#### Seitenauszug

= = =

Die recht kurzen Kapitel sind
einerseits in sich abgeschlossen, andererseits fügt sich das Ende meist nahtlos
an den Beginn des nächten Kapitels an: es wird also chronologisch erzählt –
wobei wir natürlich auch immer etwas über die Vergangenheit der Figuren
erfahren. Es ist mal wieder ganz schön einem auktorialen, allwissenden Erzähler
zu lauschen. Solche Erzähler sind in zeitgenössischen Romanen seltener
geworden, weil sie als „unmodern“ gelten. Das Schöne ist aber dass so ein
Erzähler nicht nur alles weiß, sondern auch alles darf, wenn nötig ungefiltert
die direkten Gedanken einer Figur wiedergeben, mitunter auch die eines Kindes
oder eines Tieres. Die Figuren sind ihm ausgeliefert und können keine
Geheimnisse vor ihm haben.
Zur Handlung denke ich brauche
ich nichts zu sagen, die ist vielfach, u.a. hier, einzusehen.

= = =

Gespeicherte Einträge
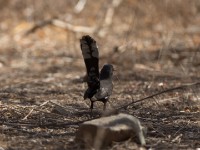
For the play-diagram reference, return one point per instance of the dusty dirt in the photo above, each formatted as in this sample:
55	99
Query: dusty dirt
153	46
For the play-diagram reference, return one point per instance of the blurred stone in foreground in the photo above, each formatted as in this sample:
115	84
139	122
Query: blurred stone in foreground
103	131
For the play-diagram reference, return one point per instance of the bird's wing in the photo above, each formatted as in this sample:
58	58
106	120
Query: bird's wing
105	90
91	58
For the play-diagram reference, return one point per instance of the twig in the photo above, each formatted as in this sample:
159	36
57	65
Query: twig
30	112
80	6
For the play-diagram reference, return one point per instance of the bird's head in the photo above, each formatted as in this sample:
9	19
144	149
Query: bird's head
106	71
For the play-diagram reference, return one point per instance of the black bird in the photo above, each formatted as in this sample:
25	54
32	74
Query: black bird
99	84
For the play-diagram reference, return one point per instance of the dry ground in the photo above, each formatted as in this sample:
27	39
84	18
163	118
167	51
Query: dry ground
154	45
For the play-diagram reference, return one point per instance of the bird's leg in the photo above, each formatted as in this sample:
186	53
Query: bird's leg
104	105
91	106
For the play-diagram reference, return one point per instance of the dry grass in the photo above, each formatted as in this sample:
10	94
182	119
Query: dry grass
153	44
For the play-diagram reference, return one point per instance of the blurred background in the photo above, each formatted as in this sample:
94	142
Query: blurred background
148	34
153	44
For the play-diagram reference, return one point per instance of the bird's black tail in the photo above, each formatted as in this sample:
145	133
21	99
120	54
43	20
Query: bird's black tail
91	57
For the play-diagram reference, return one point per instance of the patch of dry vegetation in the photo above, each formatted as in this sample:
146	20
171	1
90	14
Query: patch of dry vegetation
154	45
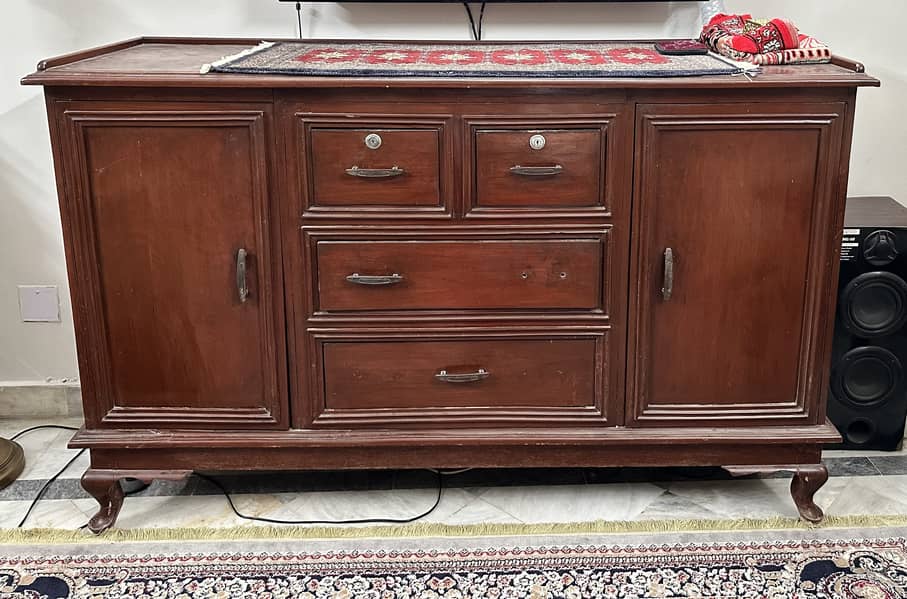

= = =

#### Aufgabenbeschreibung
Prüfe, ob die folgenden Aussagen mit dem Seitenauszug übereinstimmen: (a) Im Roman wird chronologisch erzählt. (b) Auktoriale Erzähler sind in zeitgenössischen Romanen häufiger geworden. (c) Die Figuren können vor dem Erzähler Geheimnisse haben. Antworte jeweils mit Ja oder Nein und zitiere die entscheidenden Worte wörtlich. Die Einträge sind eigenständiges Material und gehören nicht zum Seitenauszug.

#### Antwort zur Aufgabe
(a) Ja: „es wird also chronologisch erzählt“
(b) Nein: „Solche Erzähler sind in zeitgenössischen Romanen seltener geworden“
(c) Nein: „können keine Geheimnisse vor ihm haben“